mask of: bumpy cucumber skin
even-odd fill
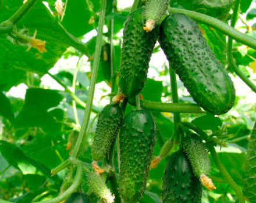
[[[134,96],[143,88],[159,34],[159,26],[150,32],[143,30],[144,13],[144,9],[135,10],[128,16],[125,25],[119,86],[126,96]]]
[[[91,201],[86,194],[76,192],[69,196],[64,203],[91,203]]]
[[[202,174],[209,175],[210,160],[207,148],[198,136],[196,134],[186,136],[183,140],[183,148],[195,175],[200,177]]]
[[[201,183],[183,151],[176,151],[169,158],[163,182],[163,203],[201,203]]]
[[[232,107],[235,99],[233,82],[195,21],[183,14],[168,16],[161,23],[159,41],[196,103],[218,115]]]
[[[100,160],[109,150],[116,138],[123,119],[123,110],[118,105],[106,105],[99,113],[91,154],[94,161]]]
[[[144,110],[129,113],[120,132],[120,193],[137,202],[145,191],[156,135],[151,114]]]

==

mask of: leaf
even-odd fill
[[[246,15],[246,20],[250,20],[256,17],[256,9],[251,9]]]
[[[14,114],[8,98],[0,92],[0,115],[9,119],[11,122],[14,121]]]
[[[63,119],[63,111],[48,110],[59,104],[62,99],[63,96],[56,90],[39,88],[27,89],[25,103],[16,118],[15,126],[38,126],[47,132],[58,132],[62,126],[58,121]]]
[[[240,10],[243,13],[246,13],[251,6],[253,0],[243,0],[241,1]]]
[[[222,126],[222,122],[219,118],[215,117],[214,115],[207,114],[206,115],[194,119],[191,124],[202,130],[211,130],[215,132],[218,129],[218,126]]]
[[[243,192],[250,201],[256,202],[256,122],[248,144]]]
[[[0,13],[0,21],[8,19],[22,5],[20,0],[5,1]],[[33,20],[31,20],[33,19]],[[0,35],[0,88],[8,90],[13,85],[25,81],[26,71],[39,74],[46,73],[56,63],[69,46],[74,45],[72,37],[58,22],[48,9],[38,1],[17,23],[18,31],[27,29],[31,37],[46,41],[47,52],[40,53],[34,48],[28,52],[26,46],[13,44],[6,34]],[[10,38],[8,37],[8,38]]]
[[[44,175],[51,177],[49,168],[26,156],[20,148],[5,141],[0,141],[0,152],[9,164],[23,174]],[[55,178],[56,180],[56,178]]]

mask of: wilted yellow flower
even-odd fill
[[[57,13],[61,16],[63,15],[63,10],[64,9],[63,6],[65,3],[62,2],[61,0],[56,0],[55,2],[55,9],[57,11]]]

==

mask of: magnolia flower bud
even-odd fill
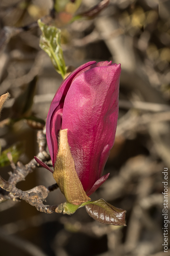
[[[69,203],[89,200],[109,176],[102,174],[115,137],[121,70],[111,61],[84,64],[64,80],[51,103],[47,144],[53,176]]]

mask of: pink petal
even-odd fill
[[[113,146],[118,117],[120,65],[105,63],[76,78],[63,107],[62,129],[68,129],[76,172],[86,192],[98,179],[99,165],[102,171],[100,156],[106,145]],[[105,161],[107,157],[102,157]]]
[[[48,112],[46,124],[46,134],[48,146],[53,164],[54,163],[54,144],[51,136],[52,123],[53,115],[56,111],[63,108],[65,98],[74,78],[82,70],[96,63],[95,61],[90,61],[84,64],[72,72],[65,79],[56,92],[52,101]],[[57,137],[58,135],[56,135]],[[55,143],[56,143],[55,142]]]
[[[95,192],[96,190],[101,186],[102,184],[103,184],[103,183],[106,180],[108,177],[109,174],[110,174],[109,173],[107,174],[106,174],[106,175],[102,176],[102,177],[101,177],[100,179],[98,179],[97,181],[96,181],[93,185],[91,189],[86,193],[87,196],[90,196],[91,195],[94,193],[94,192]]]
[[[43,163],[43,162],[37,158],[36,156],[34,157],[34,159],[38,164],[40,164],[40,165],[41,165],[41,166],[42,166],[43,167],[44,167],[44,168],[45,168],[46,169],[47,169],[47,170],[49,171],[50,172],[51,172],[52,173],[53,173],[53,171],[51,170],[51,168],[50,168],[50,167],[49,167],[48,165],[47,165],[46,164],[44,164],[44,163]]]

Directive: Reproduce the section that opens with the line containing "mask of: leaf" and closes with the line containing "[[[243,192],[250,201],[256,202],[256,122],[248,144]]]", replacing "even-odd fill" with "nonzero fill" and leaving everything else unchanged.

Exercise result:
mask of: leaf
nonzero fill
[[[246,15],[246,20],[250,20],[256,17],[256,9],[251,9]]]
[[[14,114],[8,98],[0,92],[0,115],[9,119],[11,122],[14,121]]]
[[[63,119],[63,111],[48,110],[59,104],[62,99],[63,96],[56,90],[39,88],[27,89],[25,103],[16,118],[15,126],[38,126],[47,132],[58,132],[62,126],[58,121]]]
[[[240,10],[243,13],[246,13],[251,6],[253,0],[243,0],[241,1]]]
[[[222,126],[222,122],[219,118],[215,117],[214,115],[207,114],[206,115],[194,119],[191,124],[202,130],[211,130],[215,132],[218,129],[218,126]]]
[[[243,192],[250,201],[256,202],[256,122],[248,144]]]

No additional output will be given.